**Source extract:**
Type I Hypersensitivity

Type I Hypersensitivity

Type I hypersensitivity reactions are a form of acute inflammation that results from the interaction of antigens with mast cell–bound IgE. This leads to the release of mast cell granule contents (Figure 28-1). The granule contents in turn cause acute inflammation. The benefits of this type of inflammation are unclear, but it is of major clinical significance in veterinary medicine (Box 28-1).

Induction of Type I Hypersensitivity

All animals are exposed to environmental antigens in food and inhaled air. Most normal animals respond to these antigens by producing IgG or IgA antibodies, and there is no obvious clinical consequence. Some animals, however, may respond to environmental antigens by mounting an exaggerated Th2 response and produce excessive amounts of IgE antibodies. It is these animals that develop type I hypersensitivity reactions or allergies. The excessive production of IgE is called atopy, and affected individuals are said to be atopic. The development of atopy and type I hypersensitivity depends on the interaction of genes and environmental factors. The genetics of atopy and allergy are complex. If both parents are atopic, most of their offspring will also be atopic and will suffer from allergies. If only one parent is atopic, the percentage of atopic offspring varies. There is also a breed predisposition to atopy in dogs. For example, atopic dermatitis is most commonly observed in Terriers (Bull, Welsh, Cairn, West Highland White, Scottish), Dalmatians, and Irish Setters, although nonpurebred dogs may also be affected. The heritability of atopic dermatitis in Labrador and Golden Retrievers is estimated to be a relatively high 0.47. In horses, high levels of IgE are associated with certain ELA-DRB haplotypes.

**Required work:** Resume the passage on type I hypersensitivity above, starting right after its sentence about IgE levels and ELA-DRB haplotypes in horses.

**Dataset entries:**

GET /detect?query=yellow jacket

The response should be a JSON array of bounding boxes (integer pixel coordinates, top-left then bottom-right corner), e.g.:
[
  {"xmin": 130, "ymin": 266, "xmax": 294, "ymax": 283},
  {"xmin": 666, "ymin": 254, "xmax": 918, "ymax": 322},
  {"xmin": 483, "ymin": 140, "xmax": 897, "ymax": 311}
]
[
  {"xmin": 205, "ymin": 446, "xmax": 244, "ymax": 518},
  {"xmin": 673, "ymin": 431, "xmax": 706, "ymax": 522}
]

--

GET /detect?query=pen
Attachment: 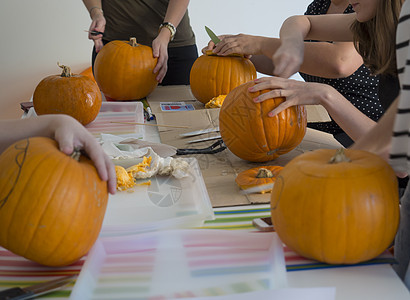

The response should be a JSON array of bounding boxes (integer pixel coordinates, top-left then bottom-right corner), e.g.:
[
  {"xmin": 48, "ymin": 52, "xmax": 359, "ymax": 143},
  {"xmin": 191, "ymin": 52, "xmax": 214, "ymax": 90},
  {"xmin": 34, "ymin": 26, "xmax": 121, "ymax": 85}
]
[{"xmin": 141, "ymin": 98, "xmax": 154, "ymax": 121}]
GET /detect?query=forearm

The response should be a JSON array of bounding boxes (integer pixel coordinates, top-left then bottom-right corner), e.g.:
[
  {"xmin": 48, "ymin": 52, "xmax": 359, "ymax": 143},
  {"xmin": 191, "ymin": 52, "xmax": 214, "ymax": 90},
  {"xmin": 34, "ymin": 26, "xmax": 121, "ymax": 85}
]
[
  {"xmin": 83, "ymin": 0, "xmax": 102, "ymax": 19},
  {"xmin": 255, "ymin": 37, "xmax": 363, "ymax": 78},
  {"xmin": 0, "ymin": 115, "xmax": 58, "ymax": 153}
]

* * *

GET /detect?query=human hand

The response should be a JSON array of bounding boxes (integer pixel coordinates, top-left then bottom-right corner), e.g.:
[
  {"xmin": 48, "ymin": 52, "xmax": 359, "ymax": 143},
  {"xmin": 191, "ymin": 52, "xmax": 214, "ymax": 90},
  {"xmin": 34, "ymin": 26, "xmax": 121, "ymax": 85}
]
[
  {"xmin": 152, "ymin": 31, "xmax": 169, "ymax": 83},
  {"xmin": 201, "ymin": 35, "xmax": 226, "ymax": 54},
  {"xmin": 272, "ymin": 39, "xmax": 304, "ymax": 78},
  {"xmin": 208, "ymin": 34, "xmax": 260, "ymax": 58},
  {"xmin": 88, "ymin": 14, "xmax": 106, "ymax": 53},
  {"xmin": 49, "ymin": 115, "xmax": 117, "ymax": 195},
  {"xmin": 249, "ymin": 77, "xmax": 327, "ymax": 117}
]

**Response for this exercise:**
Environmental factors such as childhood infections also influence the development of atopic diseases in humans. Children who have had multiple infections when young appear to be less likely to develop allergies than those not exposed to such infections. On the other hand, contact with allergens on the first day of life predisposes puppies to develop significantly higher IgE levels than puppies sensitized at 4 months of age. As discussed in Chapter 22, there is a growing belief that the development of the immune system, and especially a tendency to develop allergies, is regulated by the intestinal microflora. It is possible that the great increase in allergic disease observed in developed countries is influenced by changes in the microflora brought about by changes in diet or antibiotic use.

Normal animals infested by parasitic worms and insects also tend to produce large amounts of IgE. It is believed that the IgE response may have evolved specifically to counteract these organisms. Chitin, the biopolymer that confers structural rigidity to fungi, insects, and helminths, induces the accumulation of cells such as eosinophils and basophils in tissues and may be a key trigger of some of these allergic reactions. Indeed, the self-cure reaction seen in parasitized sheep has long been the only well-characterized beneficial feature of type I hypersensitivity. It is of interest to note that atopic and parasitized dogs may have reduced IgA levels, an observation supporting the concept that a deficiency of IgA may predispose to a compensatory increase in IgE production (Chapter 22).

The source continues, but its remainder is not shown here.